***** DATA FOR THIS EXERCISE *****

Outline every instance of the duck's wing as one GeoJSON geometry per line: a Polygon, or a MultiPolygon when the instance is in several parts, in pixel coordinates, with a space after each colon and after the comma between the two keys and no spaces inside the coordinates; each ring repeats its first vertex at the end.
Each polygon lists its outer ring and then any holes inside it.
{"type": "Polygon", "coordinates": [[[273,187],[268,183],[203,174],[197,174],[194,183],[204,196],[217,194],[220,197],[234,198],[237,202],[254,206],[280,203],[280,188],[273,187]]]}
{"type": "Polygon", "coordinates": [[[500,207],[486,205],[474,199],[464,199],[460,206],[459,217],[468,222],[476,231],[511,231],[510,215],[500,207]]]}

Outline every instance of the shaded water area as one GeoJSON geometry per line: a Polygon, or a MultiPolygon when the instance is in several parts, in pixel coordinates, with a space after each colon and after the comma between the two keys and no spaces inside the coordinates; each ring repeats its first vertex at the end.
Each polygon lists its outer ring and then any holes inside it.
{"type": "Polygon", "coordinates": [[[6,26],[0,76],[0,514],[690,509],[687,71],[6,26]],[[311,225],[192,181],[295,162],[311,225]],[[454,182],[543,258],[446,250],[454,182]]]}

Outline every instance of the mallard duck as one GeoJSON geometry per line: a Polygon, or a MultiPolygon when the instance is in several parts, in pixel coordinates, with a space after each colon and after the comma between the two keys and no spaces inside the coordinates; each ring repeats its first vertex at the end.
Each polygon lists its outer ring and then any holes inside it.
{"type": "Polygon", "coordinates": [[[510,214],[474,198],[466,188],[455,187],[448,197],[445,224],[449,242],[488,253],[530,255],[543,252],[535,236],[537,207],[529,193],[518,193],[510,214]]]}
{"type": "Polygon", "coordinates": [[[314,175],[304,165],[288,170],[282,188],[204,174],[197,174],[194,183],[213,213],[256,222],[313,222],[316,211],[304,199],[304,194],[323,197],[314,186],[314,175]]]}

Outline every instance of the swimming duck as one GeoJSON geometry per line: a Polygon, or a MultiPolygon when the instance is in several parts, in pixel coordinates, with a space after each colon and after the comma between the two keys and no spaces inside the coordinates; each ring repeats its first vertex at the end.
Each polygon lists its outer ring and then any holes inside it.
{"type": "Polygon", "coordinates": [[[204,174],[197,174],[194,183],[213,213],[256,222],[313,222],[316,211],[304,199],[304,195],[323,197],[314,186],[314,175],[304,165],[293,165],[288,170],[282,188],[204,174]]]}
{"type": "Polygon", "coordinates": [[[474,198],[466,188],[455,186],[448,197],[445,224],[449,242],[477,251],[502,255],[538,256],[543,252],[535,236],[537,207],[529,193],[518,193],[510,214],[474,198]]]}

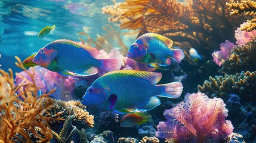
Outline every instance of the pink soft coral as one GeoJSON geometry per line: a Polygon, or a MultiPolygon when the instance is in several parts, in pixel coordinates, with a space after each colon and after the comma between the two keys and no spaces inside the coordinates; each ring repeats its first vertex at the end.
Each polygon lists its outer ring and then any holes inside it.
{"type": "Polygon", "coordinates": [[[156,136],[181,142],[215,142],[232,133],[227,110],[221,98],[209,99],[202,93],[185,96],[184,101],[164,111],[166,122],[160,122],[156,136]]]}
{"type": "MultiPolygon", "coordinates": [[[[240,25],[240,27],[249,24],[248,22],[243,23],[240,25]]],[[[247,32],[246,30],[242,31],[238,27],[235,30],[235,38],[236,39],[236,45],[240,46],[243,44],[246,44],[248,41],[251,41],[252,38],[256,35],[256,30],[254,30],[251,32],[247,32]]]]}
{"type": "Polygon", "coordinates": [[[213,61],[220,67],[231,55],[231,51],[235,45],[228,40],[226,40],[225,43],[221,43],[220,46],[220,51],[215,51],[212,54],[212,56],[213,61]]]}

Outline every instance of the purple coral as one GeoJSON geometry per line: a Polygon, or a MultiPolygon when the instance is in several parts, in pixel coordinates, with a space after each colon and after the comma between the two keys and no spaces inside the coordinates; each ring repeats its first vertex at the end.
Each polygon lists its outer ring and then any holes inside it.
{"type": "MultiPolygon", "coordinates": [[[[240,27],[248,24],[249,24],[248,22],[243,23],[240,25],[240,27]]],[[[256,30],[255,30],[251,32],[242,31],[240,30],[240,27],[235,30],[235,38],[236,39],[236,43],[239,46],[246,44],[248,41],[252,40],[252,38],[256,35],[256,30]]]]}
{"type": "Polygon", "coordinates": [[[235,46],[235,44],[228,40],[225,43],[220,44],[220,51],[214,51],[212,54],[213,61],[214,61],[219,67],[226,60],[231,54],[231,51],[235,46]]]}
{"type": "Polygon", "coordinates": [[[225,120],[225,106],[221,98],[187,94],[184,101],[164,111],[166,121],[159,122],[156,136],[181,142],[202,142],[209,138],[218,142],[234,129],[230,121],[225,120]]]}

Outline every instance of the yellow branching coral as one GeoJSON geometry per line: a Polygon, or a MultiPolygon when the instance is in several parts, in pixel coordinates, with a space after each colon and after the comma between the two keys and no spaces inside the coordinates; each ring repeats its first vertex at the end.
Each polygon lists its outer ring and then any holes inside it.
{"type": "MultiPolygon", "coordinates": [[[[230,13],[230,15],[240,14],[244,13],[247,15],[253,15],[256,14],[256,2],[254,1],[246,0],[242,1],[241,2],[234,2],[232,3],[227,3],[229,10],[233,10],[230,13]]],[[[251,20],[247,20],[249,24],[241,27],[241,30],[246,30],[251,32],[256,29],[256,18],[251,20]]]]}
{"type": "MultiPolygon", "coordinates": [[[[26,70],[20,60],[16,58],[16,65],[26,70]]],[[[32,139],[36,142],[50,142],[53,135],[49,123],[62,120],[58,118],[61,113],[51,116],[47,114],[53,102],[45,101],[45,97],[54,91],[38,97],[34,75],[27,72],[32,82],[23,78],[14,85],[13,72],[9,69],[9,72],[0,70],[0,142],[32,142],[32,139]],[[26,88],[21,88],[24,84],[26,88]],[[43,104],[44,101],[47,104],[43,104]]]]}
{"type": "MultiPolygon", "coordinates": [[[[113,47],[118,47],[122,54],[126,54],[128,48],[122,39],[121,33],[110,24],[106,24],[102,29],[106,33],[103,33],[102,36],[98,35],[95,41],[84,32],[79,32],[76,35],[87,37],[86,43],[89,46],[92,46],[92,44],[94,44],[95,47],[99,50],[104,49],[106,52],[109,52],[113,47]]],[[[82,38],[79,38],[79,40],[84,44],[85,43],[85,41],[82,38]]]]}
{"type": "MultiPolygon", "coordinates": [[[[53,102],[54,106],[51,109],[51,114],[57,113],[63,113],[61,117],[67,118],[69,115],[74,115],[73,125],[79,129],[92,128],[94,124],[94,116],[89,114],[86,110],[86,106],[81,104],[79,101],[69,101],[67,102],[49,99],[53,102]]],[[[47,104],[45,102],[45,104],[47,104]]]]}
{"type": "MultiPolygon", "coordinates": [[[[245,17],[230,18],[226,2],[231,0],[126,0],[101,8],[111,15],[110,22],[121,29],[139,30],[141,35],[155,32],[168,37],[185,49],[218,47],[245,21],[245,17]],[[188,44],[189,43],[189,44],[188,44]],[[186,45],[186,46],[185,46],[186,45]]],[[[213,50],[202,52],[210,55],[213,50]]]]}

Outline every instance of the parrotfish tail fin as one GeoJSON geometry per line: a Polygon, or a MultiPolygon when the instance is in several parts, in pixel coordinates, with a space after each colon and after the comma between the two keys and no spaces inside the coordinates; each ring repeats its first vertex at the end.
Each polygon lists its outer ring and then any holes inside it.
{"type": "Polygon", "coordinates": [[[182,59],[185,57],[185,55],[184,54],[183,51],[181,49],[172,49],[172,57],[175,61],[177,61],[178,63],[181,62],[182,59]]]}
{"type": "Polygon", "coordinates": [[[110,58],[105,59],[99,59],[101,64],[100,69],[104,69],[107,72],[112,70],[118,70],[122,66],[122,58],[110,58]]]}
{"type": "Polygon", "coordinates": [[[143,120],[138,123],[138,125],[141,125],[147,122],[152,122],[152,116],[149,113],[136,112],[136,113],[134,113],[134,114],[137,114],[137,116],[143,119],[143,120]]]}
{"type": "Polygon", "coordinates": [[[51,31],[54,30],[55,29],[55,24],[54,24],[53,26],[51,27],[51,31]]]}
{"type": "Polygon", "coordinates": [[[183,85],[180,82],[174,82],[163,85],[156,85],[161,88],[162,93],[158,97],[169,98],[178,98],[180,97],[183,89],[183,85]]]}

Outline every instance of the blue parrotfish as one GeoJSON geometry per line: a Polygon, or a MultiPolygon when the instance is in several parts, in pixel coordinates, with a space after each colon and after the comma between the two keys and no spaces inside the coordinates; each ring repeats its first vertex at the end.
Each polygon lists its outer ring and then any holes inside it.
{"type": "Polygon", "coordinates": [[[183,89],[180,82],[156,85],[161,77],[161,73],[112,71],[92,83],[83,97],[82,104],[119,114],[150,110],[161,104],[157,96],[177,98],[183,89]]]}
{"type": "Polygon", "coordinates": [[[126,114],[122,118],[120,123],[121,127],[132,127],[141,125],[147,122],[152,122],[152,116],[146,112],[135,112],[126,114]]]}
{"type": "Polygon", "coordinates": [[[47,35],[49,34],[50,32],[53,32],[55,29],[55,24],[51,27],[46,26],[44,27],[40,32],[38,33],[38,38],[43,38],[47,35]]]}
{"type": "Polygon", "coordinates": [[[185,57],[184,52],[181,49],[171,48],[172,45],[173,41],[164,36],[147,33],[130,45],[127,57],[156,68],[170,65],[170,58],[180,63],[185,57]]]}
{"type": "Polygon", "coordinates": [[[67,39],[53,41],[39,50],[33,63],[64,76],[90,76],[97,68],[107,72],[119,70],[122,59],[98,59],[95,48],[67,39]]]}
{"type": "Polygon", "coordinates": [[[193,61],[202,61],[203,60],[202,56],[198,53],[198,52],[194,48],[190,48],[189,49],[189,56],[190,57],[190,58],[192,59],[193,61]]]}

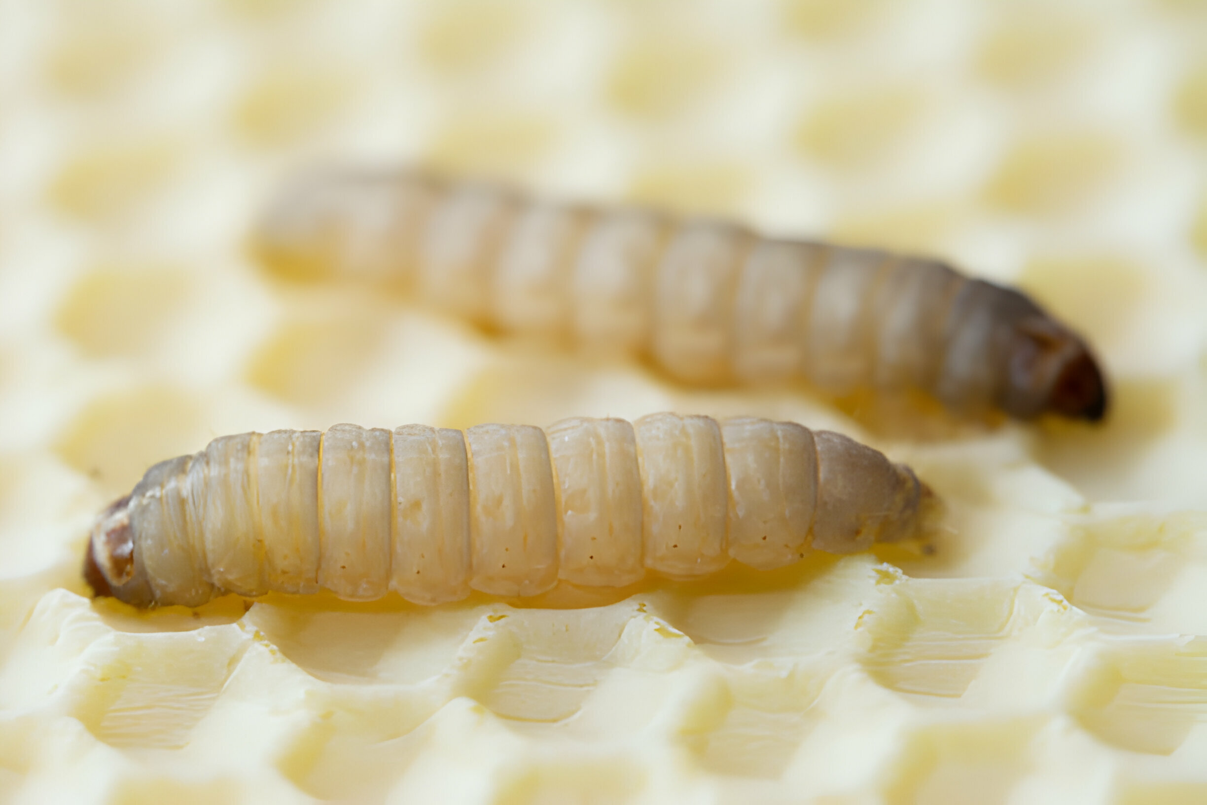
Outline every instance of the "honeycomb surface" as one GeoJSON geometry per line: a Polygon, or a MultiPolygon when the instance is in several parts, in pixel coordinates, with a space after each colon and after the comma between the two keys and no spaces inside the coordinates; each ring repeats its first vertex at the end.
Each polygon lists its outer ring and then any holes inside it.
{"type": "Polygon", "coordinates": [[[0,2],[0,801],[1207,801],[1207,5],[0,2]],[[888,441],[274,281],[313,161],[947,257],[1097,345],[1104,427],[888,441]],[[834,427],[933,556],[425,609],[136,613],[92,515],[222,433],[661,409],[834,427]]]}

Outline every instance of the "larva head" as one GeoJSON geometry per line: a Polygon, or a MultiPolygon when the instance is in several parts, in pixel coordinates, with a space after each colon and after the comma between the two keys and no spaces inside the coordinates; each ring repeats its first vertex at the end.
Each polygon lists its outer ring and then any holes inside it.
{"type": "Polygon", "coordinates": [[[83,578],[97,595],[145,605],[148,595],[145,581],[135,572],[129,504],[127,495],[97,515],[84,553],[83,578]]]}
{"type": "Polygon", "coordinates": [[[1032,419],[1050,413],[1097,422],[1107,413],[1107,384],[1090,348],[1045,315],[1014,325],[1002,408],[1032,419]]]}

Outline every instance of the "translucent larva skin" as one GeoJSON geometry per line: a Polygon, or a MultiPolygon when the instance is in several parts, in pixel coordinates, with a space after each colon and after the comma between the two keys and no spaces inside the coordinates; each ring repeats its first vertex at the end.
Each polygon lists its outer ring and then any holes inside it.
{"type": "Polygon", "coordinates": [[[346,170],[288,187],[255,244],[280,274],[389,282],[500,332],[648,356],[684,383],[919,390],[972,418],[1107,408],[1077,334],[929,259],[346,170]]]}
{"type": "Polygon", "coordinates": [[[865,550],[920,533],[932,500],[871,448],[762,419],[241,433],[148,469],[97,518],[84,576],[139,607],[320,589],[437,605],[865,550]]]}

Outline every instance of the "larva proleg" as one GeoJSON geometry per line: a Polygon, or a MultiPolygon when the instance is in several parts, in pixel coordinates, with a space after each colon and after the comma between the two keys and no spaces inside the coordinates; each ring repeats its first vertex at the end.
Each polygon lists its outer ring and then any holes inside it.
{"type": "Polygon", "coordinates": [[[969,418],[1107,408],[1075,333],[1019,291],[932,259],[338,169],[287,187],[255,245],[280,274],[390,282],[500,332],[652,358],[683,383],[915,390],[969,418]]]}
{"type": "Polygon", "coordinates": [[[751,418],[243,433],[153,466],[98,515],[84,577],[140,607],[531,596],[864,550],[919,535],[928,495],[845,436],[751,418]]]}

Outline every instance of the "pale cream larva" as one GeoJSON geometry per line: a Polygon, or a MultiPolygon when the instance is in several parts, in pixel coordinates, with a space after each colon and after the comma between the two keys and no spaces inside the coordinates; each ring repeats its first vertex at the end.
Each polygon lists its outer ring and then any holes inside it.
{"type": "Polygon", "coordinates": [[[771,570],[916,536],[932,508],[908,467],[793,422],[337,425],[156,465],[97,518],[84,576],[140,607],[320,589],[437,605],[699,578],[731,559],[771,570]]]}
{"type": "Polygon", "coordinates": [[[916,390],[975,418],[1098,420],[1107,407],[1077,334],[932,259],[351,170],[301,177],[255,243],[280,274],[393,284],[501,332],[649,356],[686,383],[916,390]]]}

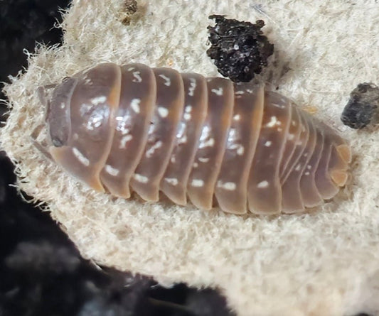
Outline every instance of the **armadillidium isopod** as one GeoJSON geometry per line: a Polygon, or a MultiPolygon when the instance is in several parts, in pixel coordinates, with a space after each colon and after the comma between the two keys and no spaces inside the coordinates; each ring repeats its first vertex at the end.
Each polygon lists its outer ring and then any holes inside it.
{"type": "Polygon", "coordinates": [[[97,191],[225,212],[301,212],[346,183],[338,134],[263,85],[102,63],[47,102],[48,152],[97,191]]]}

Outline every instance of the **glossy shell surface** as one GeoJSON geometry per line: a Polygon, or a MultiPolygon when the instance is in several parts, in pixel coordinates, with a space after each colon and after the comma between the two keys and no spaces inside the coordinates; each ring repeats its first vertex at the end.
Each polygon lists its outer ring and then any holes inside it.
{"type": "Polygon", "coordinates": [[[47,107],[53,159],[117,197],[294,213],[348,177],[346,141],[263,85],[103,63],[65,78],[47,107]]]}

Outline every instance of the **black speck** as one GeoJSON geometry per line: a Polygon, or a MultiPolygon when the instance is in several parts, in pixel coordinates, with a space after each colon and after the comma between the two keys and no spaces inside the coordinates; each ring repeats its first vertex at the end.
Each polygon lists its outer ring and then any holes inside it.
{"type": "Polygon", "coordinates": [[[361,83],[350,94],[341,119],[352,129],[362,129],[378,122],[379,87],[373,83],[361,83]]]}
{"type": "Polygon", "coordinates": [[[210,48],[207,55],[214,60],[218,72],[235,82],[250,81],[267,65],[274,45],[263,35],[262,20],[255,24],[213,15],[215,26],[208,26],[210,48]]]}

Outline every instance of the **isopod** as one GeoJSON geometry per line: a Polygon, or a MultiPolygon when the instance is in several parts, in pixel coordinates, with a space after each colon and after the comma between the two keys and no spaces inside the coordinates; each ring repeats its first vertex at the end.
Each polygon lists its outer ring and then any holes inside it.
{"type": "Polygon", "coordinates": [[[161,192],[204,209],[294,213],[348,178],[347,143],[264,85],[102,63],[47,99],[48,155],[117,197],[154,202],[161,192]]]}

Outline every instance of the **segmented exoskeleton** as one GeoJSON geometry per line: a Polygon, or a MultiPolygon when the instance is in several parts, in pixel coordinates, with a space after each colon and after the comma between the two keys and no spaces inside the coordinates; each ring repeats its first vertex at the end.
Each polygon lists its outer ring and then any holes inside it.
{"type": "Polygon", "coordinates": [[[347,178],[346,143],[263,85],[102,63],[65,78],[46,107],[53,159],[118,197],[292,213],[347,178]]]}

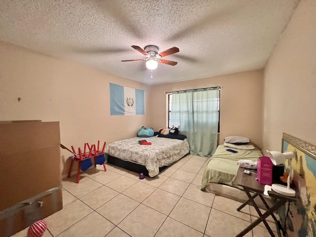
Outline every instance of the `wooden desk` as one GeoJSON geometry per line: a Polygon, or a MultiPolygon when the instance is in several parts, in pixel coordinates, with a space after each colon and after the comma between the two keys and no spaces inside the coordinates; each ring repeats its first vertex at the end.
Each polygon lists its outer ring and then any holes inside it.
{"type": "Polygon", "coordinates": [[[265,185],[260,184],[258,180],[256,179],[257,177],[256,175],[254,174],[251,174],[250,175],[245,174],[244,173],[244,171],[245,169],[244,169],[243,168],[239,168],[238,169],[237,177],[236,177],[236,181],[239,185],[243,188],[244,191],[246,192],[247,196],[249,198],[249,199],[237,208],[237,210],[239,211],[246,205],[251,202],[256,209],[256,211],[257,211],[259,217],[253,223],[251,223],[251,224],[250,224],[248,227],[237,235],[236,237],[240,237],[244,236],[261,222],[263,222],[265,224],[265,226],[266,226],[266,227],[271,236],[272,237],[275,237],[275,234],[273,233],[271,228],[268,224],[267,221],[266,221],[266,218],[271,215],[272,216],[276,222],[277,220],[273,213],[284,205],[287,201],[295,201],[296,200],[296,198],[295,197],[284,196],[276,193],[273,191],[269,191],[268,193],[269,196],[276,199],[276,201],[275,201],[272,207],[270,207],[263,196],[263,193],[265,191],[265,185]],[[252,192],[252,193],[254,193],[254,194],[253,194],[252,196],[250,192],[252,192]],[[260,210],[259,209],[259,207],[254,201],[254,198],[257,196],[259,196],[260,198],[266,206],[266,207],[267,207],[267,210],[263,214],[261,213],[260,210]]]}

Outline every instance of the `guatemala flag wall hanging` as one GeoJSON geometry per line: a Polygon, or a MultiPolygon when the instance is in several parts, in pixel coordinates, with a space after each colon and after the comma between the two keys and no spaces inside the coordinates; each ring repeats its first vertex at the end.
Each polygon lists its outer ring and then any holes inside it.
{"type": "Polygon", "coordinates": [[[145,91],[110,83],[111,115],[145,115],[145,91]]]}

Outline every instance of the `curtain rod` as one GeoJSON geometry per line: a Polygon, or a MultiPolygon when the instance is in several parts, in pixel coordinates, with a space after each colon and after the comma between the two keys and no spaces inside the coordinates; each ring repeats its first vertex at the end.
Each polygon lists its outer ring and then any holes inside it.
{"type": "MultiPolygon", "coordinates": [[[[187,90],[175,90],[175,91],[188,91],[188,90],[199,90],[199,89],[206,89],[208,88],[219,88],[219,89],[220,89],[221,88],[223,88],[223,86],[209,86],[208,87],[204,87],[204,88],[195,88],[195,89],[188,89],[187,90]]],[[[165,94],[169,94],[170,93],[172,93],[173,91],[168,91],[168,92],[164,92],[165,94]]]]}

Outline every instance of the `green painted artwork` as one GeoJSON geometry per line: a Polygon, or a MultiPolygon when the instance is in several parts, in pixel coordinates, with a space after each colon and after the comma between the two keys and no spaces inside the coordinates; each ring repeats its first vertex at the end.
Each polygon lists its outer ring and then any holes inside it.
{"type": "Polygon", "coordinates": [[[289,237],[316,236],[316,147],[283,133],[282,152],[296,154],[291,164],[298,201],[284,205],[280,218],[289,237]]]}

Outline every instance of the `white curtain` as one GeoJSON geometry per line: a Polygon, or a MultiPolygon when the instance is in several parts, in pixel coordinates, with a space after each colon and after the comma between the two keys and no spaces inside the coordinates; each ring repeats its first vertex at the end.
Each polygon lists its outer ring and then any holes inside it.
{"type": "Polygon", "coordinates": [[[173,91],[171,124],[181,125],[187,136],[190,154],[210,157],[217,145],[219,87],[173,91]]]}

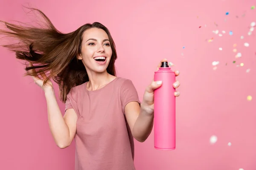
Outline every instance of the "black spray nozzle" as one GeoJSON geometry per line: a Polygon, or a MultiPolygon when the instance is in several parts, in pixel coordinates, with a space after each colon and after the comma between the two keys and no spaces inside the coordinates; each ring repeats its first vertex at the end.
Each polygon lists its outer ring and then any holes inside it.
{"type": "Polygon", "coordinates": [[[161,67],[169,67],[169,65],[168,65],[168,62],[166,61],[162,62],[162,65],[161,65],[161,67]]]}

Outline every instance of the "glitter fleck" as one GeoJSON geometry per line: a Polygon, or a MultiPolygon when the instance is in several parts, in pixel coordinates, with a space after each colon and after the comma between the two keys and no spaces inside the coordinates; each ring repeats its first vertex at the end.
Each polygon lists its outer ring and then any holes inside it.
{"type": "Polygon", "coordinates": [[[247,100],[251,101],[251,100],[252,100],[252,99],[253,99],[253,97],[249,95],[247,96],[247,100]]]}
{"type": "Polygon", "coordinates": [[[217,140],[218,140],[218,138],[217,138],[217,136],[215,136],[215,135],[212,135],[210,138],[210,143],[212,144],[214,144],[214,143],[216,143],[217,140]]]}
{"type": "Polygon", "coordinates": [[[212,62],[212,64],[213,66],[215,66],[215,65],[217,65],[218,64],[219,64],[219,63],[220,63],[219,61],[214,61],[214,62],[212,62]]]}
{"type": "Polygon", "coordinates": [[[232,31],[230,31],[230,35],[233,35],[233,32],[232,31]]]}

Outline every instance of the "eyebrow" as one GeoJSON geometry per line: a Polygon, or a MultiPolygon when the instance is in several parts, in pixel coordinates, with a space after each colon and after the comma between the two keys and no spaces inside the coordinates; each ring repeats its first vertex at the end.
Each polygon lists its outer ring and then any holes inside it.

*****

**WHAT IS NEEDED**
Please report every line in the entries above that contains the word "translucent", copying each line in full.

**RESPONSE BELOW**
Outline every instance of the "translucent larva skin" as one GeoJSON geometry per line: a Polygon, or a MultiPolygon when the instance is in several parts, in pixel coordinates, with a space after each colon and after the comma between the two keys and no spaces inside the coordinates; each ring repeats its first vertex at the end.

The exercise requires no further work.